** What the task requires **
Put every line of the listing below into a numbered list, leaving out blank lines and the pictures.

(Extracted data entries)
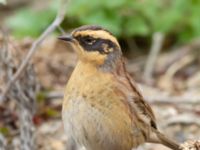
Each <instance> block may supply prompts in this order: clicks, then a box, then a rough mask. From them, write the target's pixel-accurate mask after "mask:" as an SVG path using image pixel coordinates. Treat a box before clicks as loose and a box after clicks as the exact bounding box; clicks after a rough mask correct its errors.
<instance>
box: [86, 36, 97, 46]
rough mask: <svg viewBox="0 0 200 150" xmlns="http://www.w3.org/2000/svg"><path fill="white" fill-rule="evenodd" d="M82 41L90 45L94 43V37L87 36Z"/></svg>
mask: <svg viewBox="0 0 200 150" xmlns="http://www.w3.org/2000/svg"><path fill="white" fill-rule="evenodd" d="M83 41H84V42H85V43H86V44H88V45H92V44H94V43H95V42H96V40H95V39H93V38H92V37H89V36H88V37H84V39H83Z"/></svg>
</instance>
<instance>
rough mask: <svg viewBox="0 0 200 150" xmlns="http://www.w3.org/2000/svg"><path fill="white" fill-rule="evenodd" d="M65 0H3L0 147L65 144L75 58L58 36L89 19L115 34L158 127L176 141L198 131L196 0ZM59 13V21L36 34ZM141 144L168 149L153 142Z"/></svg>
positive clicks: (6, 148)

** Solution to the problem **
1. Each <instance> block may supply prompts in this order: clicks, then a box, then a rough mask. From them, write the target's pixel-accurate mask after "mask:" as an SVG path using image pixel coordinates. Treat a box before clicks as loose and a box after clicks as the exact bounding box; clicks after a rough mask correct its errors.
2. <instance>
3. box: [86, 36, 97, 46]
4. rough mask: <svg viewBox="0 0 200 150" xmlns="http://www.w3.org/2000/svg"><path fill="white" fill-rule="evenodd" d="M82 41L90 45L94 43V37L87 36Z"/></svg>
5. mask: <svg viewBox="0 0 200 150" xmlns="http://www.w3.org/2000/svg"><path fill="white" fill-rule="evenodd" d="M83 41H84V42H85V43H86V44H88V45H92V44H94V43H95V42H96V40H95V39H93V38H92V37H89V36H88V37H84V39H83Z"/></svg>
6. </instance>
7. <instance>
8. rough mask: <svg viewBox="0 0 200 150" xmlns="http://www.w3.org/2000/svg"><path fill="white" fill-rule="evenodd" d="M65 0H3L0 147L65 144L75 58L58 36L89 19L115 34L158 127L176 141L198 131L196 0ZM59 13V21L36 34ZM141 144L168 149L153 142Z"/></svg>
9. positive clicks: (6, 148)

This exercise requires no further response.